> Consigne:
Recopie les lignes allant de celle qui contient « Field-scouting task: mark every instance of the black ear » jusqu'à celle qui contient « point(112, 39) », en mettant « dark nose » à la place de « black nose » et sans rien changer d'autre.

> Matériel de l'exercice:
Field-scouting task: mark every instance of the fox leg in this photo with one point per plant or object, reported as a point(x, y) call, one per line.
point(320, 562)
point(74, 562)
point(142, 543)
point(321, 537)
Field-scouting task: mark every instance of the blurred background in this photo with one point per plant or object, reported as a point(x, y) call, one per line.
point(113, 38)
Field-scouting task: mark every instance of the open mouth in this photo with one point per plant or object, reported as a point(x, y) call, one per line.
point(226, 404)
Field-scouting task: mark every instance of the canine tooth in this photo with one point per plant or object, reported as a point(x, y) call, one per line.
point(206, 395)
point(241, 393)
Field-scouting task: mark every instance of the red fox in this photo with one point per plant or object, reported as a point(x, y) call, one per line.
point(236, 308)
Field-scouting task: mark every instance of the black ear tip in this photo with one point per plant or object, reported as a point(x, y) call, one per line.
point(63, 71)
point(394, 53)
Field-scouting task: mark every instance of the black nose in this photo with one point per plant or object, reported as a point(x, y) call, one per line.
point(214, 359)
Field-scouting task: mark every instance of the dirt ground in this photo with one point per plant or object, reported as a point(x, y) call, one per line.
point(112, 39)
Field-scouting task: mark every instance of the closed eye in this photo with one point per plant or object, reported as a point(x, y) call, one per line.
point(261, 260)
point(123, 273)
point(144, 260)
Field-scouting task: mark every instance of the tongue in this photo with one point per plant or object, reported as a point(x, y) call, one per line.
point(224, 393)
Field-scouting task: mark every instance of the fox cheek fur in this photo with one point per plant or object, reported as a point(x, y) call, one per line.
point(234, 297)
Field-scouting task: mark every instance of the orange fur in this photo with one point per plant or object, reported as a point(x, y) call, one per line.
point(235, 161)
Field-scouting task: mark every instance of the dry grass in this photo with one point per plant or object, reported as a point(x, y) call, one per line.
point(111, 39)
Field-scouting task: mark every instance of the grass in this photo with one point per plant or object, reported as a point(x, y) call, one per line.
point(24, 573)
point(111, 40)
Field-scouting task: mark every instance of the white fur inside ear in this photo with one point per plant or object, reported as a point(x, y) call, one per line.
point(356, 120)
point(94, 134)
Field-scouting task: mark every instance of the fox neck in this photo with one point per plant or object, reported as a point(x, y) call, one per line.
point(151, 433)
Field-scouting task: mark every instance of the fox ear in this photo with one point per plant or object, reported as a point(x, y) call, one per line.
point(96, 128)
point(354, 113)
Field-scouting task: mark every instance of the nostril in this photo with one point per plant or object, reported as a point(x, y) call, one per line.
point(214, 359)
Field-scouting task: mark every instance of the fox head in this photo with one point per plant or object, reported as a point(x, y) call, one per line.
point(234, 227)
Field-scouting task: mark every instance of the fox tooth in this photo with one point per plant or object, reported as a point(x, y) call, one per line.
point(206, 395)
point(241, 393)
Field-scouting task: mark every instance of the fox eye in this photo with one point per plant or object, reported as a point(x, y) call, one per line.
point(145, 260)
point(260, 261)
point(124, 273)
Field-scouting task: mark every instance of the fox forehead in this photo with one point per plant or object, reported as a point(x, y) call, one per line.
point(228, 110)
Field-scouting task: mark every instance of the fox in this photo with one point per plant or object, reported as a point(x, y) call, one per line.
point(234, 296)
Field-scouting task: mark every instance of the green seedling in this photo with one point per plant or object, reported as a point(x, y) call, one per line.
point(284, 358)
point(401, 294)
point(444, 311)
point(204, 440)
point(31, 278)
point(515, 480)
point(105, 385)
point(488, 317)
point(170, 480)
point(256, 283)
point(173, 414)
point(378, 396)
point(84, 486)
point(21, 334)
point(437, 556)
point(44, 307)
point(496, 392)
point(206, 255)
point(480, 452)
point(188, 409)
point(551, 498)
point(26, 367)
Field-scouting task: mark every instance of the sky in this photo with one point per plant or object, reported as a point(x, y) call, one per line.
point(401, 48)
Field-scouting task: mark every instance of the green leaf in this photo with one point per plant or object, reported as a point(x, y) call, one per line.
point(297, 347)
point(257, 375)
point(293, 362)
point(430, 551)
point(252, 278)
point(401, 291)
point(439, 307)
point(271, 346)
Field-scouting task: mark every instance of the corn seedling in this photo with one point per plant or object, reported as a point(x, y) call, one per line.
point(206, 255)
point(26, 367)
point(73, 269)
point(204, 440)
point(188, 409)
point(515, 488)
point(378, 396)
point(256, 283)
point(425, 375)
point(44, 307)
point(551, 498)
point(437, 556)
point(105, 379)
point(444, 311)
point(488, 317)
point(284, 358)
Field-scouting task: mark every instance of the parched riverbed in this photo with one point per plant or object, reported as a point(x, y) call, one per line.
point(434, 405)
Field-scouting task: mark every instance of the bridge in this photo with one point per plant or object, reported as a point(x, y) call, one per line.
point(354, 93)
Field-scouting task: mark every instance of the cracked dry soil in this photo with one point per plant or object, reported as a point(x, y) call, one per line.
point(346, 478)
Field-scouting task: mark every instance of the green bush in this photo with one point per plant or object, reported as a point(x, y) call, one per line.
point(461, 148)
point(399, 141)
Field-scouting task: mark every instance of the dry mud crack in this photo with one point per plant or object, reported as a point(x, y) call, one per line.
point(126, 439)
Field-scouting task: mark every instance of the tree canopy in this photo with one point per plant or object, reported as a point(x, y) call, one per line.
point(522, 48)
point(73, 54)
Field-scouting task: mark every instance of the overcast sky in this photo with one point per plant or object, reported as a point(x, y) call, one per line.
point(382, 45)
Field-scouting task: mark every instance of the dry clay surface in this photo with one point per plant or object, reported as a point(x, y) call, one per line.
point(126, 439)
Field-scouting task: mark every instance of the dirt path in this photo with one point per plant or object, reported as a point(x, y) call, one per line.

> Bonne réponse:
Field-scouting task: mark every instance of the black ear tip in this photo with one point per plant or object, reported as a point(x, y) call, one per line.
point(63, 71)
point(394, 53)
Field-scouting task: mark every instance of the dark nose in this photo with one point per plant or object, reported as a point(x, y) call, one per line.
point(214, 359)
Field-scouting task: mark every instance of the dirt ground in this photo with one point per plant or object, reported as a point(x, y) call, one per line.
point(112, 39)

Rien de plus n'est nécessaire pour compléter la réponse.